### Given instruction
Convert the lines of the rows below into a Markdown table with a "No." column holding a sequential number and a "Line" column holding the line. Omit blank lines and leave out the pictures.

### Dataset rows
■ ■ ■ ■
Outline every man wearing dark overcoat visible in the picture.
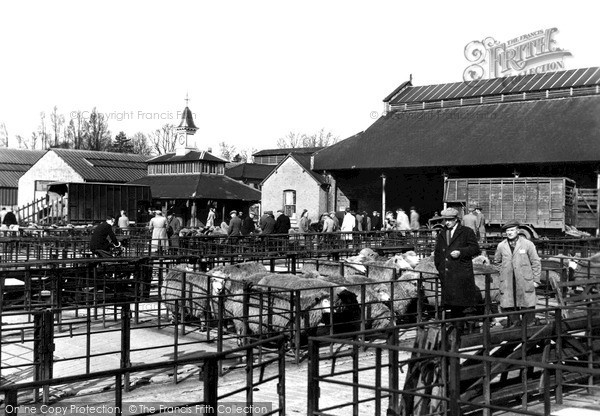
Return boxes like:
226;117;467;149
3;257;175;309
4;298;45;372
434;208;482;328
■ ■ ■ ■
### Task response
| No. | Line |
|---|---|
| 1 | Outline every man wearing dark overcoat visible in the picture. |
| 2 | Return boxes like: |
| 3 | 226;117;467;149 |
| 4 | 3;257;175;309 |
| 5 | 4;298;45;372 |
| 6 | 434;208;482;328 |